Short exercise ▸ Starting at the line that holds "of the recessed", copy every line exactly through the end of the data, and no others.

Named-object pointing records ▸
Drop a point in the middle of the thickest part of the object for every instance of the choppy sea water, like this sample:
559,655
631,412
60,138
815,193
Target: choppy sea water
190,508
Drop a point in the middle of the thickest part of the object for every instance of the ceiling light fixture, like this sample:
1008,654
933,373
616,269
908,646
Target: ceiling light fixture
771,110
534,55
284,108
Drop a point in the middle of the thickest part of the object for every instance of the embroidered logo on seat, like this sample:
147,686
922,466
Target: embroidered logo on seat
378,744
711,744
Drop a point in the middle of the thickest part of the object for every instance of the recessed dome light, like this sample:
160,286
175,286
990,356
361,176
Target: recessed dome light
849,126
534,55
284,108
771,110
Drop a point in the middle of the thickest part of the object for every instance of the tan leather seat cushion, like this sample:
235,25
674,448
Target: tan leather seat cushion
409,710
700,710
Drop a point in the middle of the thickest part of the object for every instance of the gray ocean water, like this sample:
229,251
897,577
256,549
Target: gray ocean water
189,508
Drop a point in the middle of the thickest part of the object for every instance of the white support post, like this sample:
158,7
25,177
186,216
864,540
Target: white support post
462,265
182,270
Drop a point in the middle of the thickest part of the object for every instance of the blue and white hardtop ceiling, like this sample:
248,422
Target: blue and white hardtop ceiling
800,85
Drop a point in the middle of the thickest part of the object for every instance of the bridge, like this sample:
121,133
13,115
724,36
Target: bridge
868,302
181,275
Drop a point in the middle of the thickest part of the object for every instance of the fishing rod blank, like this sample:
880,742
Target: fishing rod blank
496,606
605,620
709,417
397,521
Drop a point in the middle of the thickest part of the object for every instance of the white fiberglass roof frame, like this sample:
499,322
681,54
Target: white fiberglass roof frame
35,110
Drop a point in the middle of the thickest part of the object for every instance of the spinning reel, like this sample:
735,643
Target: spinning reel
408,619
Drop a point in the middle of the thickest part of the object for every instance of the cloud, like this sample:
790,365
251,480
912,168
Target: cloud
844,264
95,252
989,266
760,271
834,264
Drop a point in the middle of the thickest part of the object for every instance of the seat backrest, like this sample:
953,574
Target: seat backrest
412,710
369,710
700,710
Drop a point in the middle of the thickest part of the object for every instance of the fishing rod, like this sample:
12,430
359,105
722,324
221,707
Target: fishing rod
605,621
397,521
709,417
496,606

Answer ▸
Drop a point in the middle of the thickest part of the object for every instance of the recessed dome light, like this sample:
160,286
175,286
990,356
361,176
Target: recessed dome light
849,126
534,55
284,108
771,110
Drop a point in the middle of the thickest part of the object for every instance of the tan leather seat cushion, like this sample:
235,25
674,448
Target: tan leather seat cushion
409,710
700,710
Drop a point in the middle of the thickest part of the object for every instance of the gray ocean water, like this sample:
229,251
897,577
256,549
Target: gray ocean water
189,508
Drop a point in the middle of the thickest part of the object for every instance of the white support post, like this sample:
158,7
25,177
186,216
864,540
Target: white support post
462,265
182,270
Drop a point in the middle of the thickest part of the object for every instance of the blue and white hardtop ceiling, like this sample:
248,422
Target: blue and white hardtop ceiling
800,85
Drop a point in the middle of the thickest part of the object for every instance of the bridge, like this sample:
121,133
13,115
724,36
Target: bridge
868,302
181,275
Drop a point in the middle of the thickest part of the object for every instance of the fishing rod blank, like this sample:
880,742
Target: fishing rod blank
496,606
605,620
709,417
397,521
Drop a point in the middle of the thickest part of the object for every instance of the white fiberglass roof frame, like this sample:
499,322
681,54
Target: white fiberglass roof frame
35,110
Drop a point in the middle of the thickest part of the object for every instance of the spinning reel, like this sample:
735,643
Target: spinning reel
408,619
Drop a point in the middle of the thickest part of the object for every instance of the cloud, like this sample:
790,365
251,480
912,168
Target: cloud
844,264
95,252
989,266
760,271
834,264
Drop a point in the middle of the thickest part of the object for every instance of the seat backrest, like this sample:
953,574
Target: seat backrest
412,710
369,710
700,710
Drop a point in the middle of the thickest part of the object for every instance of the fishing rod, like this sample:
12,430
359,105
722,324
221,707
Target: fishing rod
605,621
397,521
709,417
496,606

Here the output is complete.